* _LIST OF TASKS_
1/ Answer these from the piece on the Welsh:
(a) In what year did Cambridge bring out WAYS OF DOING?
(b) What did the quarries of Blaenau Festiniog once supply the world with?
(c) When an outsider asks for road directions, what is the main thing for the Welsh speaker?
2/ Collect every line of the records that contains the string "fabric".

* _EXCERPT_
--*--
The Welsh are NOT English
Mario Rinvolucri is a Pilgrims associate, who was one of the four people who worked on WAYS OF DOING that Cambridge brought out in 1998. Barbara Garside and Paul Davis were the other two writers and Penny Ur was our loyal and demanding editor. The book is about psychological and practical processes in general life and also in the FL class and exam rooms. Did you know that people chomp through a pizza using varied strategies and that pre-exam fear varies a lot from victim to victim?
“I am sick and tired of hearing that in May 1940 England stood alone against the forces of Fascism on the beaches of Dunquerque” says a Liverpool-Welsh friend of mine, “haven’t they heard of Wales and Scotland?” Her family came from the huge quarries of Blaenau Festiniog in the mountains of Snowdonia that used to supply the world with blue roofing slate. Eryl gets particularly cross when she hears old chestnuts like” Welsh people will speak Welsh together so English people can’t understand” when exactly the opposite is true with a group round a table in the pub talking Welsh quite naturally who will nearly always switch to English if a non-Welsh speaker joins the group.
The Welsh are courteous Celtic people who are very rapport-sensitive and so, if you, an outsider, ask for road directions the main thing for the Welsh speaker is to have a good, friendly chat. The English person gets exasperated by instructions like these: “Ah, well what you want to do is go on down this road until a quarter of a mile before you see the chapel on the right and then take a sharp left.....”
I hope the way the last paragraph is written gives you a feel for the way these two cultures helplessly misunderstand one another.
--*--
* _RECORDS PROVIDED_
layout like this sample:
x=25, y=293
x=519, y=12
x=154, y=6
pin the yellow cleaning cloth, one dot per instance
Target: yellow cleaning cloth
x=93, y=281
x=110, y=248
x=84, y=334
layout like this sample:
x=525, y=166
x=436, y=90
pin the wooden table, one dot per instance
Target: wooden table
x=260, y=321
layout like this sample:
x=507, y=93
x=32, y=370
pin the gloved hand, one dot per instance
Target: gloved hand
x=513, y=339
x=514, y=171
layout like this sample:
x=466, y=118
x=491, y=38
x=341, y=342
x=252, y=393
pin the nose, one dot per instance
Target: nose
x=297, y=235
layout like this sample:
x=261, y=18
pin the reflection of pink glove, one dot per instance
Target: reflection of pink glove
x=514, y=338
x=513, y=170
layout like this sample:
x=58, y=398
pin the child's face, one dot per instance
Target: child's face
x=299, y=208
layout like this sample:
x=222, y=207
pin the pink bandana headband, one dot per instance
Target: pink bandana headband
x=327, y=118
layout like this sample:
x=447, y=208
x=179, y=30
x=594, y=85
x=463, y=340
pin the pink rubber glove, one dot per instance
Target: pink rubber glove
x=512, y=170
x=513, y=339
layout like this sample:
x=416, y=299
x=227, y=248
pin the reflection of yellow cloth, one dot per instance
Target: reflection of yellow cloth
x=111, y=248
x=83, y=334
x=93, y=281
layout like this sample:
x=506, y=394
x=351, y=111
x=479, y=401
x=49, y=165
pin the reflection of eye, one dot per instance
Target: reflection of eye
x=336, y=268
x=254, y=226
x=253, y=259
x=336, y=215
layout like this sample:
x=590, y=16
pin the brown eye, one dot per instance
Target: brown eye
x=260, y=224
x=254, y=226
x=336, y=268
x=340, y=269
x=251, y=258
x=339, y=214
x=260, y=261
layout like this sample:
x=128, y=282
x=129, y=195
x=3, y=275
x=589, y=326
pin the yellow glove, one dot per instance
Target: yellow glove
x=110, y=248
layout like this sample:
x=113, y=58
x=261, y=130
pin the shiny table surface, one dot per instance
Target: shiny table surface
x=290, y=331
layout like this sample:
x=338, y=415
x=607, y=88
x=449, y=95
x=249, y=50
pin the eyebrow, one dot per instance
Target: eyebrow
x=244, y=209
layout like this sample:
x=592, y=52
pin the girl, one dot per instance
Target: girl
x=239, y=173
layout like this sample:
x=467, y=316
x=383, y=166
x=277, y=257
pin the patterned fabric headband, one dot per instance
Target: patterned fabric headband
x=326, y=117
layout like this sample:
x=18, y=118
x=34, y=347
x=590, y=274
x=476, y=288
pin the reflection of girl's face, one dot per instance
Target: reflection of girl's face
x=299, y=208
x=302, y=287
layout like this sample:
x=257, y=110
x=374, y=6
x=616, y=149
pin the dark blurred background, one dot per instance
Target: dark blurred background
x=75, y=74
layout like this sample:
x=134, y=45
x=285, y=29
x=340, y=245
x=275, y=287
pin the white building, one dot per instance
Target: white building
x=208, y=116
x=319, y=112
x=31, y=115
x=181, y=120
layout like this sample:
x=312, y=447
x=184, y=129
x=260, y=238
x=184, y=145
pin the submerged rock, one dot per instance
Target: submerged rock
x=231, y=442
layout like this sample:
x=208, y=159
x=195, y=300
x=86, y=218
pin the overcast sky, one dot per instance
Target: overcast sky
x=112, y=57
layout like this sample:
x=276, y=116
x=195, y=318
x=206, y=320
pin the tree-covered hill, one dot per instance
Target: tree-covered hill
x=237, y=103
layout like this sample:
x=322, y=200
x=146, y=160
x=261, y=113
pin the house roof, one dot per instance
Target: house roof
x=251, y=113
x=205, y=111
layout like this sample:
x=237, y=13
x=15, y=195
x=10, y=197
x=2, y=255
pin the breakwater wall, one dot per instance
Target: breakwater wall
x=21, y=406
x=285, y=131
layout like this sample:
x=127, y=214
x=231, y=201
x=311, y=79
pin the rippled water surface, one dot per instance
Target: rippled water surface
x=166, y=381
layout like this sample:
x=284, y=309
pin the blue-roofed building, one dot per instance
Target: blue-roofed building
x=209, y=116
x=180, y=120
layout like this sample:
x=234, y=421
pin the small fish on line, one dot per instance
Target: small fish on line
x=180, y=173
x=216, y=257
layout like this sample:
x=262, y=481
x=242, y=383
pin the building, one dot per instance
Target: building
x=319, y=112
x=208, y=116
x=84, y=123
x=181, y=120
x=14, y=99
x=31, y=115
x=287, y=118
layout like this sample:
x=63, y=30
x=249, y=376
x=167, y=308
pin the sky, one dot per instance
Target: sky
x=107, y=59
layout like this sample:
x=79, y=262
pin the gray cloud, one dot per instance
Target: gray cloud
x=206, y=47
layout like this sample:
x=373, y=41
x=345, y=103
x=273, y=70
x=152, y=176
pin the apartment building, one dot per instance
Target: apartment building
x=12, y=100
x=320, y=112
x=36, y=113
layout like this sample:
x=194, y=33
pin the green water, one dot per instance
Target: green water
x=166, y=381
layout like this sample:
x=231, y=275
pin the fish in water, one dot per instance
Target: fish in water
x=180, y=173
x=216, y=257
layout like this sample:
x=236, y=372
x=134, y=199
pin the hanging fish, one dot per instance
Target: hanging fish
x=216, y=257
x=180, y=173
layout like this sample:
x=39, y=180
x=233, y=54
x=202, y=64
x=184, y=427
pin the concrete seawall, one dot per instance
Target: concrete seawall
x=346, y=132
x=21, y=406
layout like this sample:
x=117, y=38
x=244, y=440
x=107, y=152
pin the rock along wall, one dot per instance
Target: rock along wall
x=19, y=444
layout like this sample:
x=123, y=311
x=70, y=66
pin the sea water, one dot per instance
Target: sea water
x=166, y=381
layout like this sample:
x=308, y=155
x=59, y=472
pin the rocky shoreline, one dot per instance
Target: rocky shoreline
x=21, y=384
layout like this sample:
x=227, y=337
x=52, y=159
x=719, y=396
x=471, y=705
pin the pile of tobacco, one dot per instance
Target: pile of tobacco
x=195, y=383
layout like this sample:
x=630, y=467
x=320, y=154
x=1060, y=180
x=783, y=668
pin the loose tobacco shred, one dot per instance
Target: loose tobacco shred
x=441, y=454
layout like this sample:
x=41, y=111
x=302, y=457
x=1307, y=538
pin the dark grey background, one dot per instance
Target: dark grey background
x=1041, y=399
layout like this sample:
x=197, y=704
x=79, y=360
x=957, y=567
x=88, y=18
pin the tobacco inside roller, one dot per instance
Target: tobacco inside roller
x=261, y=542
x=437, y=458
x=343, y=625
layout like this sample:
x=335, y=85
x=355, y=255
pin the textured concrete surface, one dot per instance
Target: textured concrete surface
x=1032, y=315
--*--
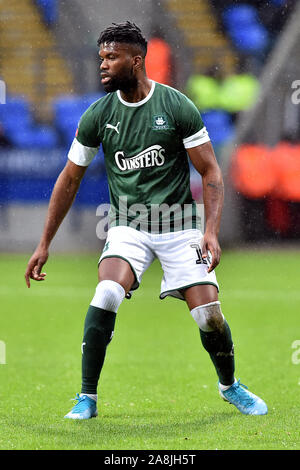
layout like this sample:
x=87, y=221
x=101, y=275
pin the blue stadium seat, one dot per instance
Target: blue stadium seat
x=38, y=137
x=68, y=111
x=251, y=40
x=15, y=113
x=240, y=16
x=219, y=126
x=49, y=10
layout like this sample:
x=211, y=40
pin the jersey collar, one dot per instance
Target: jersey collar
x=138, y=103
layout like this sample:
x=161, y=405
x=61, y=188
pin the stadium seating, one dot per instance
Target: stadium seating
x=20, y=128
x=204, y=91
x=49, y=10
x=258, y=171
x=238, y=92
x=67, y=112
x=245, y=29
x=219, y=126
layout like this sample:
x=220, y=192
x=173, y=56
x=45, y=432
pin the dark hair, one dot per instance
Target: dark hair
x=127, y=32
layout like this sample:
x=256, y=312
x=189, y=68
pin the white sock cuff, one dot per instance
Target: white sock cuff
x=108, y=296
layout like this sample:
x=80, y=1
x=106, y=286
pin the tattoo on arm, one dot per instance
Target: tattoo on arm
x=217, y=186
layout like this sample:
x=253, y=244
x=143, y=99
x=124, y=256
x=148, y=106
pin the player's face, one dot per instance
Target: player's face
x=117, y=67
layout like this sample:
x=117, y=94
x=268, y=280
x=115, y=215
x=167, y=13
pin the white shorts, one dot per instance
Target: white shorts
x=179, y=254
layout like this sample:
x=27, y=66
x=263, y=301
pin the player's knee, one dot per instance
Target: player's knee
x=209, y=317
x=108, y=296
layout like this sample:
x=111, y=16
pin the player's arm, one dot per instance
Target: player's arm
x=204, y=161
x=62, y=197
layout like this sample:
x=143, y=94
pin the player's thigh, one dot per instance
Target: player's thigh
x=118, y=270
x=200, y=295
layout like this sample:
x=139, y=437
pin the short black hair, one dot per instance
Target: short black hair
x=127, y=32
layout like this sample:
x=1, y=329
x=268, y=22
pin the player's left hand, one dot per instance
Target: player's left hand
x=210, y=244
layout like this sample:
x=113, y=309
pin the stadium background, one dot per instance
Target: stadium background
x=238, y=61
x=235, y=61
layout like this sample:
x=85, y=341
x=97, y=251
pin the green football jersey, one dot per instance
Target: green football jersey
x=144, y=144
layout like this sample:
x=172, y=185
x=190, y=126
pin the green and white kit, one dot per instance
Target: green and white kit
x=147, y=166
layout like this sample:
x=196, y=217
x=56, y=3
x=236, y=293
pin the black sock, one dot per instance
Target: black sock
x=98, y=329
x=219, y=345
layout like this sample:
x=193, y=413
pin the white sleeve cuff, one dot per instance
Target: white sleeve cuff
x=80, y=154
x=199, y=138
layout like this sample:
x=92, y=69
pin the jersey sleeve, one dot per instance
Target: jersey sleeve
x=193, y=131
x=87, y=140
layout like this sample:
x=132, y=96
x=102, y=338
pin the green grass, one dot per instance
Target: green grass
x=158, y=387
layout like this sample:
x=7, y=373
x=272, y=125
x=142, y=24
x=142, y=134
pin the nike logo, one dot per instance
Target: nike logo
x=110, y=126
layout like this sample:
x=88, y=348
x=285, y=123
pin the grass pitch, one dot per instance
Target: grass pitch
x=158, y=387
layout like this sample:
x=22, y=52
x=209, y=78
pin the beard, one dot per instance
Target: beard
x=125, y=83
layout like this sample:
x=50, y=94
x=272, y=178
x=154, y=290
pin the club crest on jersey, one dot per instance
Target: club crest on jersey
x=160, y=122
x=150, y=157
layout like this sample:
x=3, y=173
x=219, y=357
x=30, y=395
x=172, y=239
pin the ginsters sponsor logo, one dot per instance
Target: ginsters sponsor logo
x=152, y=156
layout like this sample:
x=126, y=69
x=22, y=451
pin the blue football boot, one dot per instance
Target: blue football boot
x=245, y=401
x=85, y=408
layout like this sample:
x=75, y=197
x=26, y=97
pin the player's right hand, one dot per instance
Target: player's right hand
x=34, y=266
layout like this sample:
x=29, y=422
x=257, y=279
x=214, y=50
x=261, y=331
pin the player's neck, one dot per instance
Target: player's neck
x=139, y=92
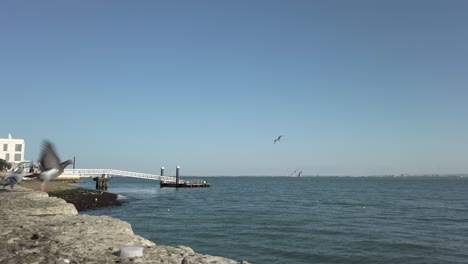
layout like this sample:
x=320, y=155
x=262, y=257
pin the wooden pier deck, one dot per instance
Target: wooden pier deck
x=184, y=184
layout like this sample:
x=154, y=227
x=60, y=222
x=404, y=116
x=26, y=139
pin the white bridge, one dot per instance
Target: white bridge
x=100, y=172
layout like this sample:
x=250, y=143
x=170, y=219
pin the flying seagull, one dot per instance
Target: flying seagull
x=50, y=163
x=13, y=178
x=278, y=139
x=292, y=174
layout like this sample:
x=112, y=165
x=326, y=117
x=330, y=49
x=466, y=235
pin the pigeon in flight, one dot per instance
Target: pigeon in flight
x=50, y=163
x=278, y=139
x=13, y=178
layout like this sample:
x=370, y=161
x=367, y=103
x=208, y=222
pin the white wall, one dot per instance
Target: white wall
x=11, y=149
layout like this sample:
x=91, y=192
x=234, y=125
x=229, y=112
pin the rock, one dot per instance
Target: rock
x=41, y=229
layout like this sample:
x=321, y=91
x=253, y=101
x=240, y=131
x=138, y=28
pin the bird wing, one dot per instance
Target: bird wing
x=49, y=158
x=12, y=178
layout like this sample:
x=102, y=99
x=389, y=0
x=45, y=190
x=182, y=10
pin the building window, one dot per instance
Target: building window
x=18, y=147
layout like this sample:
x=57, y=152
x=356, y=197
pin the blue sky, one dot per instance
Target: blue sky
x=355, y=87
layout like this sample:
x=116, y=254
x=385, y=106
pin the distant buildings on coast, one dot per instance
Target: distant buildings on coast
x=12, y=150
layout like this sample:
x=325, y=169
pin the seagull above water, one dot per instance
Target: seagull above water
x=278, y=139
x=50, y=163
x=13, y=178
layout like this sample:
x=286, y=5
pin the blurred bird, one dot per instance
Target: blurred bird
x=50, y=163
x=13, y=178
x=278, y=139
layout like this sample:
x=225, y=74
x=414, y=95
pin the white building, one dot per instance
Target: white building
--*--
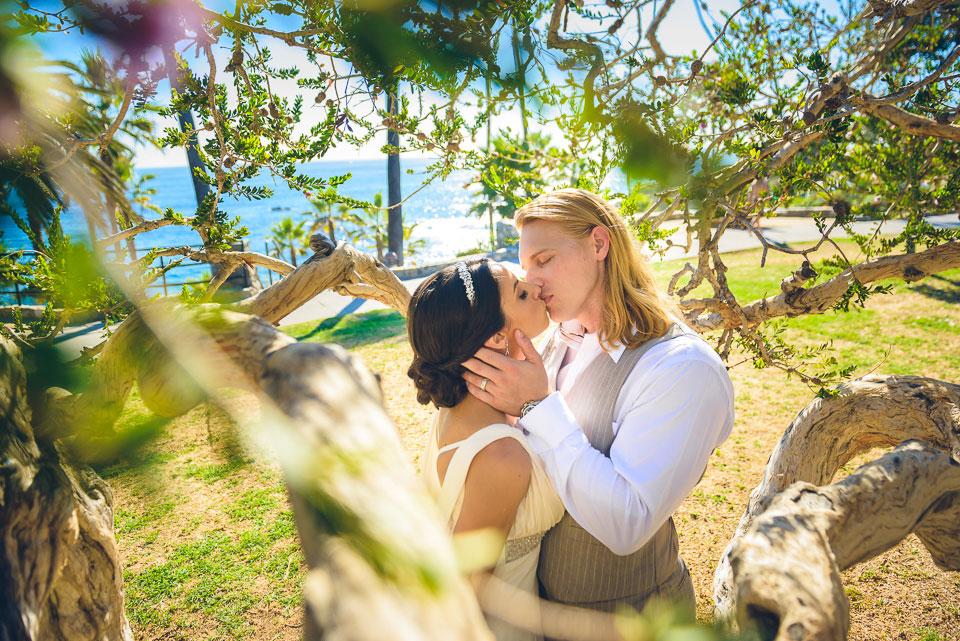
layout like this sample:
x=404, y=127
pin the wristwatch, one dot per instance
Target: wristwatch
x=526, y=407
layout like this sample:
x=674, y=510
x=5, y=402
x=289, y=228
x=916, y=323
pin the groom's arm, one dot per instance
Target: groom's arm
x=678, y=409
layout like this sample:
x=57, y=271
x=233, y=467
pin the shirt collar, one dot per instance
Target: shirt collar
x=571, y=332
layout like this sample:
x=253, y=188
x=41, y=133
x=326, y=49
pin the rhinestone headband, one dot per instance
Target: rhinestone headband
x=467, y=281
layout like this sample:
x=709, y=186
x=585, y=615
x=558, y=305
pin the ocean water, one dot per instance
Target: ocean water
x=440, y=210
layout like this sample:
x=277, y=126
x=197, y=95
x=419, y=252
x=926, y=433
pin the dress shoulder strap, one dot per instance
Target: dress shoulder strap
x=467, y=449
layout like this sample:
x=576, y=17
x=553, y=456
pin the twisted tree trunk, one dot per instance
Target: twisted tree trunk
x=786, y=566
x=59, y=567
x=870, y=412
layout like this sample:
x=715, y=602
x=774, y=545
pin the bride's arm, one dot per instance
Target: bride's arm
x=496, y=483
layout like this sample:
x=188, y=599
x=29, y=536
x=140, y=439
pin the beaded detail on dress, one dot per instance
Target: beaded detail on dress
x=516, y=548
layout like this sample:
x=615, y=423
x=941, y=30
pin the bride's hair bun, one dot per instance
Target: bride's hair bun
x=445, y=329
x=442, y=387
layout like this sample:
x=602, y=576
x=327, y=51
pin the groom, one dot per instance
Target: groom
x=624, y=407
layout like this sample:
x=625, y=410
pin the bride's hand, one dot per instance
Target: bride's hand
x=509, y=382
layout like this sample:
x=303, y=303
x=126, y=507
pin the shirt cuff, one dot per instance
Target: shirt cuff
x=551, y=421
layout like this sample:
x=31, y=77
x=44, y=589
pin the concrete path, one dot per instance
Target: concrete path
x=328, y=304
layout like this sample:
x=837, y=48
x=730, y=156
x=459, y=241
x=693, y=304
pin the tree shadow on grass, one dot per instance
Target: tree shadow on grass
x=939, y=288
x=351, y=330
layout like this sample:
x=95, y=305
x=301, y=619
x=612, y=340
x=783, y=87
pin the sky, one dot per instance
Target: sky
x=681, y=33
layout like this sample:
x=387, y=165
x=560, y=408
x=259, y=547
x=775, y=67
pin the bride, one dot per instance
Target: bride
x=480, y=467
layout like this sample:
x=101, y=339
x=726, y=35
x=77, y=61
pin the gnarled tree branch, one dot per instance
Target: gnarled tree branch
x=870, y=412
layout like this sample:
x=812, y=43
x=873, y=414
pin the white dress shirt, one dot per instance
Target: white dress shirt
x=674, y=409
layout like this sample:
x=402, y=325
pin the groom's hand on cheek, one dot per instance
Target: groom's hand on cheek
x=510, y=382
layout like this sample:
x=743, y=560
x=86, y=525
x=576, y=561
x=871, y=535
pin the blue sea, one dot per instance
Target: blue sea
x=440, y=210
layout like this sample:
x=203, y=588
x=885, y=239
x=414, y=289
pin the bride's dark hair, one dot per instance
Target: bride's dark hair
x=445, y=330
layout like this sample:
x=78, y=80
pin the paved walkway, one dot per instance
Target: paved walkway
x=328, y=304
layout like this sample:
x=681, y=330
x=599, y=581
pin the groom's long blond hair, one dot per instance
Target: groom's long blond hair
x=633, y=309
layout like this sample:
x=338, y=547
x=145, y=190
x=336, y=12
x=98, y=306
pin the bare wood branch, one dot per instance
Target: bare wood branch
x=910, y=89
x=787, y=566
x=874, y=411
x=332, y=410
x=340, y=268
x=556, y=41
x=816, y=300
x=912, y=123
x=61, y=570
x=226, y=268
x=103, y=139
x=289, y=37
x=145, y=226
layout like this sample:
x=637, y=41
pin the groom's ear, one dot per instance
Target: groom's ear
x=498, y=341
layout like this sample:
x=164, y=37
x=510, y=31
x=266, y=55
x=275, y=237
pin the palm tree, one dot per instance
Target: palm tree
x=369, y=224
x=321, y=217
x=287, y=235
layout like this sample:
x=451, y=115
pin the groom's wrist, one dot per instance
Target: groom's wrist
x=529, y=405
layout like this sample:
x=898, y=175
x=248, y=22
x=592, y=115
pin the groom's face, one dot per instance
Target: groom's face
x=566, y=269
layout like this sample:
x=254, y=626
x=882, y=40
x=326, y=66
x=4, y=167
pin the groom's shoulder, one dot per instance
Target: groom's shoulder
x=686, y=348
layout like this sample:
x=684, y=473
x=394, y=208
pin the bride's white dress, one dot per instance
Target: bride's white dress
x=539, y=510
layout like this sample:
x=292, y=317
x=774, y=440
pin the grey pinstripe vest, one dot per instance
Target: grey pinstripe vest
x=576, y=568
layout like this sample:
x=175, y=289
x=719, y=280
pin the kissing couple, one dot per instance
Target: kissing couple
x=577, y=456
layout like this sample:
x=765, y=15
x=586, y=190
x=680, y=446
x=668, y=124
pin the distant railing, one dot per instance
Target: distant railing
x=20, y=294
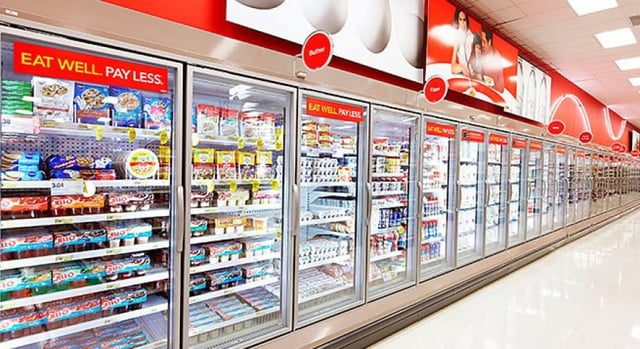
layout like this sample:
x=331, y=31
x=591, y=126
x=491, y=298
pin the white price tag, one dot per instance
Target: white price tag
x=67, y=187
--*--
* _ANSWER LIST_
1/
(a) 1998
(b) Blue roofing slate
(c) Having a good, friendly chat

2/
pin the patterned fabric headband, one dot per instance
Target: patterned fabric headband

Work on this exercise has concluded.